Task instructions
From the first line down to the line containing "sample | [610, 284]", print the records below exactly, leaving every picture out.

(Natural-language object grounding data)
------------

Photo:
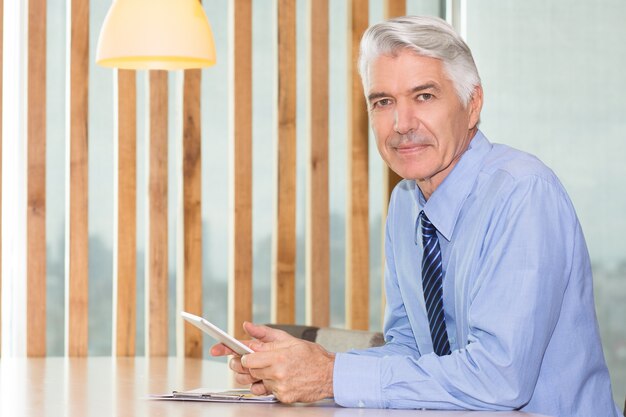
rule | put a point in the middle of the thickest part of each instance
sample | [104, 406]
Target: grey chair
[333, 339]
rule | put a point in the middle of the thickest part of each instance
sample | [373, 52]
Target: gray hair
[426, 36]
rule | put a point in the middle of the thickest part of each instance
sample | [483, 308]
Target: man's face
[420, 124]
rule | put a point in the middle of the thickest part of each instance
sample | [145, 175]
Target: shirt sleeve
[521, 275]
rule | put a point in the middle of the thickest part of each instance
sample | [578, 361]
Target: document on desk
[228, 396]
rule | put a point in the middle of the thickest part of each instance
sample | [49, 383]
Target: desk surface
[103, 386]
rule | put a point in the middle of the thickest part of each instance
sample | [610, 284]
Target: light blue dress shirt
[518, 298]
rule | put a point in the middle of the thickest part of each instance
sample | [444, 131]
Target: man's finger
[220, 349]
[264, 333]
[260, 360]
[236, 366]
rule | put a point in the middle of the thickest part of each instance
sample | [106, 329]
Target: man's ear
[475, 105]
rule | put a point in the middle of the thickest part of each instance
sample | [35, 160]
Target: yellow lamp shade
[156, 34]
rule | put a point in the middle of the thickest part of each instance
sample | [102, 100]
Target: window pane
[554, 81]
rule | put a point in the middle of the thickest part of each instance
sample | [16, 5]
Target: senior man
[488, 281]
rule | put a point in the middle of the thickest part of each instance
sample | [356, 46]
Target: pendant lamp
[156, 34]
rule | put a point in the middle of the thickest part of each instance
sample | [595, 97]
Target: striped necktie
[432, 278]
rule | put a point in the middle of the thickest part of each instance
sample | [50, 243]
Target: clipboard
[226, 396]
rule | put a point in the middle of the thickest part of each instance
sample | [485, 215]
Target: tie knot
[428, 230]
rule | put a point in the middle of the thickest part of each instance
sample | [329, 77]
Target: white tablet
[216, 333]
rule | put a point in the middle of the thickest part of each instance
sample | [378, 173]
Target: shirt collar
[444, 205]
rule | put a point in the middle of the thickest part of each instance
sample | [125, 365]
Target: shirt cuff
[356, 381]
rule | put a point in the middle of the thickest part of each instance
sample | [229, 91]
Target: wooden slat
[393, 8]
[36, 204]
[240, 173]
[77, 239]
[318, 223]
[1, 92]
[157, 259]
[192, 214]
[357, 218]
[125, 252]
[284, 261]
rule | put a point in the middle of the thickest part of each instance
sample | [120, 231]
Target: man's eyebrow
[416, 89]
[427, 86]
[374, 96]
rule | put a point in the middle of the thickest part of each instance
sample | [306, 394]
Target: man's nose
[405, 120]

------------

Solution to this exercise
Photo:
rule | put a point in the middle of the thickest part of each instance
sample | [104, 406]
Target: grey chair
[333, 339]
rule | put a point in the middle of the thickest part of each instance
sample | [373, 52]
Target: gray hair
[426, 36]
rule | put a point in the middle of the thickest part of each instance
sample | [483, 308]
Target: man's face
[420, 124]
rule | put a point in the middle of the thickest part of each instance
sample | [145, 175]
Target: shirt sleeve
[521, 275]
rule | put a point in the middle of the thickest part of each instance
sample | [578, 361]
Target: document on desk
[228, 396]
rule | put a point in the middle of the thickest part of each instance
sample | [49, 383]
Target: desk surface
[103, 386]
rule | put a point in the middle of the thickest part of each instance
sample | [610, 284]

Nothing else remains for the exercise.